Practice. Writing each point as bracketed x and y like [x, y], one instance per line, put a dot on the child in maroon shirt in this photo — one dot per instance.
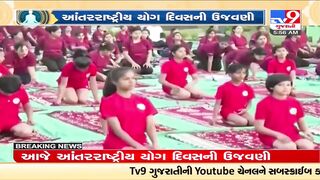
[292, 45]
[54, 49]
[67, 37]
[22, 62]
[251, 59]
[213, 52]
[237, 40]
[169, 38]
[126, 118]
[101, 58]
[12, 97]
[261, 41]
[281, 64]
[75, 80]
[174, 76]
[260, 30]
[122, 37]
[145, 35]
[277, 114]
[97, 36]
[233, 99]
[115, 55]
[80, 43]
[138, 52]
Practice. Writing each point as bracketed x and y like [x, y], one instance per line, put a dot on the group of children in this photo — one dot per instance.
[125, 116]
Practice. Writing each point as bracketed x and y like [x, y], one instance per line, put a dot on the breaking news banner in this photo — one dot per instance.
[285, 22]
[33, 17]
[187, 160]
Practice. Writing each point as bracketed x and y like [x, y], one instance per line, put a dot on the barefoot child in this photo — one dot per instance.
[234, 99]
[22, 63]
[4, 71]
[127, 116]
[74, 82]
[101, 58]
[277, 114]
[174, 76]
[280, 64]
[12, 96]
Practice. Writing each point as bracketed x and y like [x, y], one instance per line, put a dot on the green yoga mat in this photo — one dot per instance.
[63, 132]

★ ★ ★ ★ ★ ★ ★

■ To be done:
Copy out all of the entries above word for word, leaving out the picture.

■ Finished answer:
Practice. Writing each point as bracketed x and y like [x, y], one instance per line, put a dot on the child in maroon shirt in this photo — one dot per instance.
[292, 45]
[54, 49]
[67, 37]
[22, 62]
[251, 59]
[213, 52]
[237, 40]
[169, 38]
[126, 118]
[101, 58]
[12, 97]
[261, 41]
[281, 64]
[75, 80]
[174, 76]
[260, 30]
[122, 37]
[145, 35]
[277, 114]
[97, 36]
[233, 99]
[115, 55]
[80, 43]
[138, 52]
Practice. Writing each point as bracketed x and y like [x, y], one instance per line, put a dot on the group of children in this photo — one dot per instance.
[125, 116]
Practice. Writing each point as bracketed x and y like [x, y], one instance per line, put a dot on the breaking news banner in this photo — one dot per instance.
[285, 22]
[33, 17]
[187, 160]
Practice. Writing each point as bracketed x and y like [x, y], one instance per line, put a dot on the barefoot child in this photo — one dot per instance.
[234, 99]
[22, 63]
[4, 71]
[127, 116]
[74, 82]
[101, 58]
[277, 114]
[174, 76]
[280, 64]
[12, 96]
Practice. Writing each point as bracketed x and y like [x, y], one instance per line, put a dot on the green yoga mat in this photo — one dot per instance.
[63, 132]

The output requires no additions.